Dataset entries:
* * * * *

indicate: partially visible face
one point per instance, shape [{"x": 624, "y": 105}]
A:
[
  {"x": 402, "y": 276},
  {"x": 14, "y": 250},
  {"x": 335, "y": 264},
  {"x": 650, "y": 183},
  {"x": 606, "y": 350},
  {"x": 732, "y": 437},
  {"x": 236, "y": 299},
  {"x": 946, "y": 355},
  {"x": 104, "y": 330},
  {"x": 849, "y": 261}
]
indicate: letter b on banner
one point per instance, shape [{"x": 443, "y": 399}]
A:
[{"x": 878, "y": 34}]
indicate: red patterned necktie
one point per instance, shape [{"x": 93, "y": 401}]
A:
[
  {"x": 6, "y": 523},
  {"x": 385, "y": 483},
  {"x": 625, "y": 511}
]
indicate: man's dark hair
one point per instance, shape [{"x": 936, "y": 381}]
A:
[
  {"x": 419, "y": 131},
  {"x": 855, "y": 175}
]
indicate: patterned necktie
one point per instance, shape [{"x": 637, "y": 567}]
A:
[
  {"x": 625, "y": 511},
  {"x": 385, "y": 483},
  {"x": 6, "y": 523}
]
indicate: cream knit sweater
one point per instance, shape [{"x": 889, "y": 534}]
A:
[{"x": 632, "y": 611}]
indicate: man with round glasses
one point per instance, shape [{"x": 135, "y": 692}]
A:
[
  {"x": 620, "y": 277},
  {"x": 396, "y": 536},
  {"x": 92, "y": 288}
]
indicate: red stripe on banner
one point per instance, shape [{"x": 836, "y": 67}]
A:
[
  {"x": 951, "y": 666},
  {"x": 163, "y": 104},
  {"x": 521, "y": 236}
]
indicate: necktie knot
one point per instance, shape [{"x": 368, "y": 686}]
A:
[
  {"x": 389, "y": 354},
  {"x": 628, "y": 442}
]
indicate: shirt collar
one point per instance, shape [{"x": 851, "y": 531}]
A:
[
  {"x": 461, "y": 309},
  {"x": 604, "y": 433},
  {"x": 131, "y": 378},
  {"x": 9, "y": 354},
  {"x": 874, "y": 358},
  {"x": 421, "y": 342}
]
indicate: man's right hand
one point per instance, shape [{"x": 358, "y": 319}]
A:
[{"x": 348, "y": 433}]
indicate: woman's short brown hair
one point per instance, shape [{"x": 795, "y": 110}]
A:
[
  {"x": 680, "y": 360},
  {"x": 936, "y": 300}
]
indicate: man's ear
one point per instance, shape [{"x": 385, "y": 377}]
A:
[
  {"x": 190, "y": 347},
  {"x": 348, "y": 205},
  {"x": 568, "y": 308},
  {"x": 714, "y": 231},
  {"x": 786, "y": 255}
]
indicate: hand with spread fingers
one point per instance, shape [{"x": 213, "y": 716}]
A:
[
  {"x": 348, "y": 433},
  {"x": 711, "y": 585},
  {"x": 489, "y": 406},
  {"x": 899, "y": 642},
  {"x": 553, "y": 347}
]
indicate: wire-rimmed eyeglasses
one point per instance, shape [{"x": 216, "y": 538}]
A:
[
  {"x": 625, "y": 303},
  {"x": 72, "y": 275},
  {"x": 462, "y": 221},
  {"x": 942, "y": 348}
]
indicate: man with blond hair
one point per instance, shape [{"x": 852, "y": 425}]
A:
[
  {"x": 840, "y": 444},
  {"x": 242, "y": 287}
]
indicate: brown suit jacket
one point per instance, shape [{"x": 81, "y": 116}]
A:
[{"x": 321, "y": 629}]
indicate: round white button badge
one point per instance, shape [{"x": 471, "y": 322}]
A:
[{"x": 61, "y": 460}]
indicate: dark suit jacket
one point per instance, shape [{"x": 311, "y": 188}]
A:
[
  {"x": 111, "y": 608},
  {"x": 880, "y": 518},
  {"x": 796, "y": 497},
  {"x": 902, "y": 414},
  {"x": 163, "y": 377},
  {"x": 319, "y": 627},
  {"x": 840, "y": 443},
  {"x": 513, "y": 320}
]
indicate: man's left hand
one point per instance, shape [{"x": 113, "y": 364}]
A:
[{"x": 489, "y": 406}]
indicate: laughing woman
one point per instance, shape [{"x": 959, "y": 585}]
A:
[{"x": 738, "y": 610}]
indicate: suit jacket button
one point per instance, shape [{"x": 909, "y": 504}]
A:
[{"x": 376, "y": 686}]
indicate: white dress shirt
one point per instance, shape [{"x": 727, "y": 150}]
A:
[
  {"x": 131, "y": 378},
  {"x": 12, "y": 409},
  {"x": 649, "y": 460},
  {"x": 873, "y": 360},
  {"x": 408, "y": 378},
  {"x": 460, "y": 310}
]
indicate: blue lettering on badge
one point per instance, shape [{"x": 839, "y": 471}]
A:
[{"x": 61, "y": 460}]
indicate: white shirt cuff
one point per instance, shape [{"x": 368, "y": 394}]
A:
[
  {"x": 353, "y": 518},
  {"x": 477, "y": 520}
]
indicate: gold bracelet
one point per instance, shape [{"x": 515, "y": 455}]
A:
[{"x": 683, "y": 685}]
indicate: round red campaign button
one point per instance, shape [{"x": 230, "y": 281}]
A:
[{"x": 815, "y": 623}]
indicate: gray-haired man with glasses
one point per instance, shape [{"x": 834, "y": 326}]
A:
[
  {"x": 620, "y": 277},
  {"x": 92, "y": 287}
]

* * * * *

Track down all lines above with the string "hand" and copy them.

- _RESPONSE TO THIS EXERCISE_:
indicate: man's right hand
indicate: hand with spread fingers
indicate: man's left hand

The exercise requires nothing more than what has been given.